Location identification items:
[START]
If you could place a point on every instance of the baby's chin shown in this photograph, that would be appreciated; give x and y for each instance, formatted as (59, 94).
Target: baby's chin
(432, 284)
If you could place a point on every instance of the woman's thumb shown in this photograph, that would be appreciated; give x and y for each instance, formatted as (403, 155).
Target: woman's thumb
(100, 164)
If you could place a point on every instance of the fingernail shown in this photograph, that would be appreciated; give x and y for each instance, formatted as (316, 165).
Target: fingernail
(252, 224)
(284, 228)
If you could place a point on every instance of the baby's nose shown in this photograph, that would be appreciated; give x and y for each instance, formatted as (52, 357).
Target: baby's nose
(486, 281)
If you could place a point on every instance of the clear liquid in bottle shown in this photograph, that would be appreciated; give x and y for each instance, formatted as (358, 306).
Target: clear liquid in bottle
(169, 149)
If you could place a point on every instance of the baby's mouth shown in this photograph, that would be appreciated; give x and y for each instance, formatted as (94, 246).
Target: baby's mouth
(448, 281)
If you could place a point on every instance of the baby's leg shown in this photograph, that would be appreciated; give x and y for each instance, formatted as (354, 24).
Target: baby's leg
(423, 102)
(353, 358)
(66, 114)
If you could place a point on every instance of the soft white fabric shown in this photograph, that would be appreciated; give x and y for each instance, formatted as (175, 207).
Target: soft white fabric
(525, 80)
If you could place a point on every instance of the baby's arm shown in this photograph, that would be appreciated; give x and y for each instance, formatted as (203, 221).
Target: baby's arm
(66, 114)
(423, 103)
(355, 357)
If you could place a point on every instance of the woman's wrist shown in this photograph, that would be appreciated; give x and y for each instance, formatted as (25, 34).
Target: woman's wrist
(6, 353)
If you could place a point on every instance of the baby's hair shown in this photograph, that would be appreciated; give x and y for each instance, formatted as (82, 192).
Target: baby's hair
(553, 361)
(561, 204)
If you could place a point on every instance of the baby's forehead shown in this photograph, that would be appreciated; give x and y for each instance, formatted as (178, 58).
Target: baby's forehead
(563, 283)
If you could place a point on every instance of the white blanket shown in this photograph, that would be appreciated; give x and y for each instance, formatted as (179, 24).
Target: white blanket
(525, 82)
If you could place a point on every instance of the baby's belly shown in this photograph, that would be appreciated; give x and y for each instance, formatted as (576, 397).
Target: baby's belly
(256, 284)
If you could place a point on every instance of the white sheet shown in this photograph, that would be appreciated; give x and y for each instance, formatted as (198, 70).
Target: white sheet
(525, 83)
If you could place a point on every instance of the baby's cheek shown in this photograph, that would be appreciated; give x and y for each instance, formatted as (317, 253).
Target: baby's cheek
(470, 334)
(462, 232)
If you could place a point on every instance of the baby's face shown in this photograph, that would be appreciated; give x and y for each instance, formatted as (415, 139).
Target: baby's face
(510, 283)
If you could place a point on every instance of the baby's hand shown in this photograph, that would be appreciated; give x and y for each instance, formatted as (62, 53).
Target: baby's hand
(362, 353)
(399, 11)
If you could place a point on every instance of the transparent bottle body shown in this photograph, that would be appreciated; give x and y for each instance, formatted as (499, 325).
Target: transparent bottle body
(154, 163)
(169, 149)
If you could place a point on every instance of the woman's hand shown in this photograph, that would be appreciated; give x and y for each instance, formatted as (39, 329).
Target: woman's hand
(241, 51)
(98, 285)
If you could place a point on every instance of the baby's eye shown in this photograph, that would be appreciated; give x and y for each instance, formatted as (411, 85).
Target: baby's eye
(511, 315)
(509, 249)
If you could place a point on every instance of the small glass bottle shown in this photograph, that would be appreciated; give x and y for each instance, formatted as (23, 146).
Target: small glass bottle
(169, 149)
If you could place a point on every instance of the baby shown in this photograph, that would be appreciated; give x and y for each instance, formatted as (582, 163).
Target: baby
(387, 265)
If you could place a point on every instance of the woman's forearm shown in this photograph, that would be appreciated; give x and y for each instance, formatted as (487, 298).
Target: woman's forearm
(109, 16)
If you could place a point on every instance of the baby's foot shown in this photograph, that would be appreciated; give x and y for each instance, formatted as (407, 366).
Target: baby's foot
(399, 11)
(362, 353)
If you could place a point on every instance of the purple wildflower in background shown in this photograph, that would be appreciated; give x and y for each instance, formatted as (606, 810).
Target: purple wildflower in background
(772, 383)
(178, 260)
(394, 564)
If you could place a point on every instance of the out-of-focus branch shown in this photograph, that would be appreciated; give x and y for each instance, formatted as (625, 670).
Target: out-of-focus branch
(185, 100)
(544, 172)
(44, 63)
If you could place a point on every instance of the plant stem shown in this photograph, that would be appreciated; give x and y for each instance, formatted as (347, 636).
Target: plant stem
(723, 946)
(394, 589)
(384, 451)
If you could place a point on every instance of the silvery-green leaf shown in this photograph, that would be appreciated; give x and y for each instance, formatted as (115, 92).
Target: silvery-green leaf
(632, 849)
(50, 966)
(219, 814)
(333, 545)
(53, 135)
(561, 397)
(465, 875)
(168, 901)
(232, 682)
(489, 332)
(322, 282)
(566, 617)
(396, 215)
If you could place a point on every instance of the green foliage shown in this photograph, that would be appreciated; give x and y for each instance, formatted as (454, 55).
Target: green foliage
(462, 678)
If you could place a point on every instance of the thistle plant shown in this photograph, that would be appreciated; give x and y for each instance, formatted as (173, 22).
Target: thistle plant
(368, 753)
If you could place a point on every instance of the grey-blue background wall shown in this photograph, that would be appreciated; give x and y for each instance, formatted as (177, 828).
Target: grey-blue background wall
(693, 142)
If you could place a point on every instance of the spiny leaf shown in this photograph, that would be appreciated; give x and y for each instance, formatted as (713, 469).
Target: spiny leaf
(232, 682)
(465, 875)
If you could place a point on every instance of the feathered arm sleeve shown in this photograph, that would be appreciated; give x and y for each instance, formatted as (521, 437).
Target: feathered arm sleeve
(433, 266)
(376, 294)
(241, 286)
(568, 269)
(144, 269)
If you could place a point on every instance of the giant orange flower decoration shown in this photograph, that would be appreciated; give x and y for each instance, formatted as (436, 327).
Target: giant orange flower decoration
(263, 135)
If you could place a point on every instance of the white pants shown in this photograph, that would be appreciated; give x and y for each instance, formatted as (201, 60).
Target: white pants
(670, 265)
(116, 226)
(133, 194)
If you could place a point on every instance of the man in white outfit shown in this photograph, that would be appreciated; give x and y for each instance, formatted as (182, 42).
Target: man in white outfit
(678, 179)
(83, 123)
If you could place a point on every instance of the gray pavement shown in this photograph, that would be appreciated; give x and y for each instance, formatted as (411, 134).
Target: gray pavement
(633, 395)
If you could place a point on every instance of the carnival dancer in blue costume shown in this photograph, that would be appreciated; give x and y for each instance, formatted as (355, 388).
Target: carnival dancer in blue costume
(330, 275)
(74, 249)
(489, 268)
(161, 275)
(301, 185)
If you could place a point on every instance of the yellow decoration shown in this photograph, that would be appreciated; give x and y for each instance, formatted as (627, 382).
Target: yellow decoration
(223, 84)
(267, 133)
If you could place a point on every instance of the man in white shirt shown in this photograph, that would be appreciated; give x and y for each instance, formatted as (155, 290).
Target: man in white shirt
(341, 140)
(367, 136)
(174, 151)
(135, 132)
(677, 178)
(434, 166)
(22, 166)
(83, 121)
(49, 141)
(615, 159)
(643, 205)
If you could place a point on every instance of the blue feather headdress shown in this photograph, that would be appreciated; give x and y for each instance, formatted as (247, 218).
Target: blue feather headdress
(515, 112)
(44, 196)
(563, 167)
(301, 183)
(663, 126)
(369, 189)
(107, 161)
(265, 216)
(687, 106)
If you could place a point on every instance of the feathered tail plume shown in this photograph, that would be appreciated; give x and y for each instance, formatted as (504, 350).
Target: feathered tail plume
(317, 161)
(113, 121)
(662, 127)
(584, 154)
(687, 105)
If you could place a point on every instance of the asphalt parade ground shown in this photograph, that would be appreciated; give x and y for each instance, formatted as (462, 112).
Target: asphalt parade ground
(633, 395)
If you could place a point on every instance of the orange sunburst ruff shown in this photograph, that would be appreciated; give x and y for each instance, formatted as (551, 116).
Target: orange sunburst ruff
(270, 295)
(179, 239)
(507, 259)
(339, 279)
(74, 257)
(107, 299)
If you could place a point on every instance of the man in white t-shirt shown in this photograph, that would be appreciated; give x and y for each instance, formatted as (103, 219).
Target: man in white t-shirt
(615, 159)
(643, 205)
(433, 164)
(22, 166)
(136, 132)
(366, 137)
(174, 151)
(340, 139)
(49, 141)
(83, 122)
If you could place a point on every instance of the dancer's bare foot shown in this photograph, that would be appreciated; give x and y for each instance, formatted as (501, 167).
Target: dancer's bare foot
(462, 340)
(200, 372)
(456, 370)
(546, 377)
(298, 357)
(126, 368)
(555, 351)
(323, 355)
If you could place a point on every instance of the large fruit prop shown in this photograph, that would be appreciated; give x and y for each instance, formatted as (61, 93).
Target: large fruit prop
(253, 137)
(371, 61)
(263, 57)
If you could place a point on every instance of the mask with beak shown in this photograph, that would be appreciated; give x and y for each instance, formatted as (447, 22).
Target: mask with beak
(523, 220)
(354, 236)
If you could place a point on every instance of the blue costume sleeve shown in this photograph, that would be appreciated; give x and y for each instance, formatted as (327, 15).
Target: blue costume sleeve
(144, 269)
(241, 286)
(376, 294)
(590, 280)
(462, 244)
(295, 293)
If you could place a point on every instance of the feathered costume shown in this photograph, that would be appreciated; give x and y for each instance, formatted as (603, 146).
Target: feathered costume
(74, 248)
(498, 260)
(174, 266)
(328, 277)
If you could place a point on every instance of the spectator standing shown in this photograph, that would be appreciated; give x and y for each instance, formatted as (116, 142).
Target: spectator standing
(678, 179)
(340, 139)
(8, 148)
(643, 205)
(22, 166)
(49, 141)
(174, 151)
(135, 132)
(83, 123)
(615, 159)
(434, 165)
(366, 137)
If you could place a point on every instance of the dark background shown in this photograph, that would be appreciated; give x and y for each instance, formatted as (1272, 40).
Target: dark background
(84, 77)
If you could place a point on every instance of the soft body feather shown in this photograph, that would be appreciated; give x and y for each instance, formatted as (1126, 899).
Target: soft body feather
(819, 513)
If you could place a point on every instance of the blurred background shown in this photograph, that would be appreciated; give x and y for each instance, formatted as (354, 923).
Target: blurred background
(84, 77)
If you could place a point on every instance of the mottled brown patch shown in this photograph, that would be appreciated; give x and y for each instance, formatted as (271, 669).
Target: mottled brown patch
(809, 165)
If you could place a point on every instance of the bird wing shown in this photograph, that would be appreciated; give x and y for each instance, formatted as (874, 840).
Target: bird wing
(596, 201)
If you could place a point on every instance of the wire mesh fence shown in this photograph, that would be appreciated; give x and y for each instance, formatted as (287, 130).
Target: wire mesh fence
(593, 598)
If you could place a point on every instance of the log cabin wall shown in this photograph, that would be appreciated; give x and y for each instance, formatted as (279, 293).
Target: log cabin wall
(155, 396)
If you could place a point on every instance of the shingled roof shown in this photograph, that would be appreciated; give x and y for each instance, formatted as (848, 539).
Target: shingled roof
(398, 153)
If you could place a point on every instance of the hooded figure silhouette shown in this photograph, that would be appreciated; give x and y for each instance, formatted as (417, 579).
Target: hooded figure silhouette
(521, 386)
[END]
Beginning at the line that contains "as (874, 840).", retype each line of the listing up to and including the last one, exactly as it stands, and nothing else.

If you could place a point on every instance of the bird wing shown in this photograph, that would be appreciated; give x and y for each instance, formatted as (874, 840).
Target: bird wing
(596, 201)
If you could place a point on every instance of the wire mesh fence shown in this photograph, that would be appreciated; give x and y for each instance, formatted as (287, 130).
Target: wire mesh fence
(593, 598)
If you could place a point on every instance of the log cabin wall shown in this photograph, that would be appreciated; give x and y for each instance, formatted as (279, 293).
Target: log cabin wall
(155, 396)
If you could place a point on every instance of the shingled roof shown in this photograph, that would be appreciated; give x and y for each instance, formatted as (848, 539).
Target: shingled roof
(398, 153)
If you could place a point on every instance of the hooded figure silhouette shown in this photograph, that would be appreciated; give x and y for each instance, formatted as (417, 579).
Target: hooded figure silhouette
(521, 386)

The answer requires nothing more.